Exercise requirements. Copy each item below word for word.

[start]

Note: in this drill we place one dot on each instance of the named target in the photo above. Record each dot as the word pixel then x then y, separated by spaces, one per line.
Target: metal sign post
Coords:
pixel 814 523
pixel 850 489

[end]

Reply to the exercise.
Note: in this drill we place one dot on each instance of the named target in the photo above. Record each dot as the word pixel then x then y, separated by spaces, one per line.
Target: metal sign post
Coords:
pixel 814 523
pixel 850 489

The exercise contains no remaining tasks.